Things they should've taught us at school...

Icemaiden

Well-known member
Messages
1,172
Location
Kent
What have you wished you'd been taught but weren't?

I remember asking my maths teacher what the point of matrices were. I've not used them once since leaving school.

On the other hand, I spent 15 minutes this morning struggling to peg a fitted bottom sheet for our double bed onto my rotary washing line. That would have been a far more useful thing to have learned!!

There must be an art to getting it onto the line so that it'll dry, without dangling it on the floor & getting it dirty again. I've failed totally with the kingsize duvet cover- that went into the tumble-drier 😔
 

Marigold

Moderator
PKF Sponsor
Messages
8,053
Location
Hampshire, U.K.
I guess this is the answer, Icemaiden!
I remember being taught the correct way to iron socks and handkerchiefs, also how to scrub a white wood kitchen table. That seemed pretty useless even then.
 

Attachments

  • 9B6D906A-4F95-41E5-9593-860B116F9081.png
    9B6D906A-4F95-41E5-9593-860B116F9081.png
    206.5 KB · Views: 2

chrismahon

Active member
Messages
5,069
Location
Gascony, France
I wish I'd not had to learn German, French, History and Geography. If I needed to know that stuff I'd have taught myself. What I needed to know is how to grow things and fix stuff. So I went on to do a degree full of stuff that's fairly useless (but not all of it because I have survived here)- "You learn more and more about less and less until you know everything about nothing".

The French focus on communication and that's what is lacking in an English education. So the 'Grand Oral' is all about talking to people and the UK education system completely misses that aspect. I wish I had learned to talk to people, but I don't think the teachers could do that either. It's an English problem.
 

LadyA

Well-known member
PKF Sponsor
Messages
1,278
Basic plumbing & DIY.
I have quite severe dyscalculia (basically, inability to grasp how numbers work, difficulty with distance, inability to, for example, understand measurements etc without actually seeing it. ) so after my Junior Certificate, for which maths was a required subject, the maths teacher advised me not to even try taking maths for Leaving Certificate (roughly A levels). I took Business Admin instead, and found I was very good at it. I even managed book-keeping, because I could use a calculator - not allowed in those days for maths classes - and book-keeping is really just organising information - outgoings and income into the right columns.

=====

Objective a:
Count the lines of the records that contain the string "dust", and give only that number.
The forum thread and the records have nothing to do with each other.

=====

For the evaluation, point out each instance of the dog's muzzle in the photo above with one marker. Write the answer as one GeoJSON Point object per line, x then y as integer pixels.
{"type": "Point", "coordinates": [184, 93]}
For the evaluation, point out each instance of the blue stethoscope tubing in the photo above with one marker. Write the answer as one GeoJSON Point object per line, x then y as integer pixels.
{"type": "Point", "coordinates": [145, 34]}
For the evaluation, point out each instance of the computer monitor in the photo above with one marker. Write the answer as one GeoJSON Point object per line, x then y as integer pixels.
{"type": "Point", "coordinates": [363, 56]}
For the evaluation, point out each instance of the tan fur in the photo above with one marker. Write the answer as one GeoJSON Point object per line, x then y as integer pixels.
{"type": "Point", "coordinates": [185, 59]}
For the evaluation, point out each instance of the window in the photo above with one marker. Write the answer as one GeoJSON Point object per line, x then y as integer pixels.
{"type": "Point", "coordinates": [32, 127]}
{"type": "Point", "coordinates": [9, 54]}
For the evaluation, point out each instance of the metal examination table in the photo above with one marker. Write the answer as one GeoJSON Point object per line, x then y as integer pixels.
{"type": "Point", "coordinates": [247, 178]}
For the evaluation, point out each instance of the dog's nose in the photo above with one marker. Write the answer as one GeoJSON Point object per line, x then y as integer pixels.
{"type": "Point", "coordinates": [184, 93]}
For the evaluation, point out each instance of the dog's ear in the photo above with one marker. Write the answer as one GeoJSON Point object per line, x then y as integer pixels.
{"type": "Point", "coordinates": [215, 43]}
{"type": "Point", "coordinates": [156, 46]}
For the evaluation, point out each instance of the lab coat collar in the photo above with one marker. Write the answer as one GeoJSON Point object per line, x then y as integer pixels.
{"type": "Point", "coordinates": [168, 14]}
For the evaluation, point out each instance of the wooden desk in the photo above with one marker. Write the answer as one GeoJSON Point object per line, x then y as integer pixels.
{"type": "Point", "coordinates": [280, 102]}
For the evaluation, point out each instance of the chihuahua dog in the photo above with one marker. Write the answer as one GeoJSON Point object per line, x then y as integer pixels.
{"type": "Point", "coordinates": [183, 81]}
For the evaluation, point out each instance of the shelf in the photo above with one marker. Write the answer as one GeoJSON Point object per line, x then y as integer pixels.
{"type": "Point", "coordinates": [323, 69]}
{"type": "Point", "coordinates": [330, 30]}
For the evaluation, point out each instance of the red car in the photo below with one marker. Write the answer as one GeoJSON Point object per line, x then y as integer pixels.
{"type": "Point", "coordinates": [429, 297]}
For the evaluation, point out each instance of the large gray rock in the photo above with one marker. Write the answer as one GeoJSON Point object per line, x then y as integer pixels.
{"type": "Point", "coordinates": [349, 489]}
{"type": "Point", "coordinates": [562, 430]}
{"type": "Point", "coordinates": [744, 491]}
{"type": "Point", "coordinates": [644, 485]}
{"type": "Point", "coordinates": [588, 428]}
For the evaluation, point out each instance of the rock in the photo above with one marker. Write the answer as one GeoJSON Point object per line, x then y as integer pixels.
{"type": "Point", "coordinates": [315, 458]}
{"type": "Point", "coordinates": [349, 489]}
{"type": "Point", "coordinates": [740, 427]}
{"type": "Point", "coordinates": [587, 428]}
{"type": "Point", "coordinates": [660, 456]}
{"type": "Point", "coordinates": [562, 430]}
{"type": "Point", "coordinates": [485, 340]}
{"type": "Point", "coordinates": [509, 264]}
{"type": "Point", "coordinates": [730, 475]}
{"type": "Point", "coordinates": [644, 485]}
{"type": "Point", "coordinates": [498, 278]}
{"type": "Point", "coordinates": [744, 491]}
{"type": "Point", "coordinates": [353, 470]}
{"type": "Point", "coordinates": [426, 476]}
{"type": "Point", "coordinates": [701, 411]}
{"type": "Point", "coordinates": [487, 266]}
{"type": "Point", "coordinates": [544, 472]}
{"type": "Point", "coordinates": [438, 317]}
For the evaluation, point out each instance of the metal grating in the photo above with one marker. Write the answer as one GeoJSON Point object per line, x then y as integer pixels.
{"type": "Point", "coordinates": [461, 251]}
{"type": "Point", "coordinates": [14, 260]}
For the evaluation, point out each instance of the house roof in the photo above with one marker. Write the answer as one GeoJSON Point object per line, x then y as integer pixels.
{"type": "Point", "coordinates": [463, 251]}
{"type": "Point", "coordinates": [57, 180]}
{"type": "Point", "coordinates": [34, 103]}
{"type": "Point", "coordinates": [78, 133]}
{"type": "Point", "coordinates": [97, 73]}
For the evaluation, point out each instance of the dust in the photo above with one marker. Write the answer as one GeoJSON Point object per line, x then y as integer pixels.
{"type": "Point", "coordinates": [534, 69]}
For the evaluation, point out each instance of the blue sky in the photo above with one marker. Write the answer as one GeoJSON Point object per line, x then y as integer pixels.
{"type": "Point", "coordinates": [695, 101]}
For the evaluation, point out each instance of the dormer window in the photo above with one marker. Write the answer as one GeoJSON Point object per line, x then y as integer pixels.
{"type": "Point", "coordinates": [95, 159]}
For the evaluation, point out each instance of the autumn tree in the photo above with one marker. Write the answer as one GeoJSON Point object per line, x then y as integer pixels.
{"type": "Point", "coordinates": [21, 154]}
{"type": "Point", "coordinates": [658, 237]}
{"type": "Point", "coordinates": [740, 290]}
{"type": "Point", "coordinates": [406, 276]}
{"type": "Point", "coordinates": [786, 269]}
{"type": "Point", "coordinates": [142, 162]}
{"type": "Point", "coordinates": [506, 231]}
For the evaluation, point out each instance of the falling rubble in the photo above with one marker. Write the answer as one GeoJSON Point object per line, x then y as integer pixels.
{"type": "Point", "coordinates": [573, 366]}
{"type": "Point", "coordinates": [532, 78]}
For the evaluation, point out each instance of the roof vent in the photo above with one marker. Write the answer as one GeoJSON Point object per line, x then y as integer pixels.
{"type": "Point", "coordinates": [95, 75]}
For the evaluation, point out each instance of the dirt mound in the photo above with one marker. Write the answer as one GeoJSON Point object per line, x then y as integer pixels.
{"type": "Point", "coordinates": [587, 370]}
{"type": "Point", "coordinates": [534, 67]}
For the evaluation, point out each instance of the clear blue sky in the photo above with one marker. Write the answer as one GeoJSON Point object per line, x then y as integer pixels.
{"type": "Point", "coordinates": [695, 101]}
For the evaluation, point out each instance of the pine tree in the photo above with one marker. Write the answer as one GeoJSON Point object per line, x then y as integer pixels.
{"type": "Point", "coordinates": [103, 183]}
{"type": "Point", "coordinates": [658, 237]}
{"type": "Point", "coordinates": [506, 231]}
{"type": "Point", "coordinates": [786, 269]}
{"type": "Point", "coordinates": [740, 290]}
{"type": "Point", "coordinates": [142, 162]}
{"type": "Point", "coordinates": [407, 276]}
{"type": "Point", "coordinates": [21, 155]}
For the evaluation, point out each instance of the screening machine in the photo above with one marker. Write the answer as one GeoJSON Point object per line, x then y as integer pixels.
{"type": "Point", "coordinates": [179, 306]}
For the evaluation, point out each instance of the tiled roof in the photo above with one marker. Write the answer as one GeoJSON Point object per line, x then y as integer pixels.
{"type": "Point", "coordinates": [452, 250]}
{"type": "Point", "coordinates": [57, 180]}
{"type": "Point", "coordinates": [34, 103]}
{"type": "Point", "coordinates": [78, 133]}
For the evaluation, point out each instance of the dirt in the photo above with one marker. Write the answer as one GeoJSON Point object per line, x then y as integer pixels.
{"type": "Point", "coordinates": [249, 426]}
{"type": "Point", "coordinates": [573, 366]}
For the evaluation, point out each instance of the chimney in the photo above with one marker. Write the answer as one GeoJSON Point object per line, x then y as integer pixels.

=====

Objective b:
Summarize the forum thread in two sentences.

Task result a:
1

Task result b:
Icemaiden asks what others wish they had been taught at school, saying she has never used matrices since leaving but would have benefited from learning how to peg a fitted double sheet onto a rotary washing line. Replies recall being taught to iron socks and handkerchiefs and scrub a white wood kitchen table, wish for lessons in growing things, fixing stuff and talking to people, and name basic plumbing and DIY.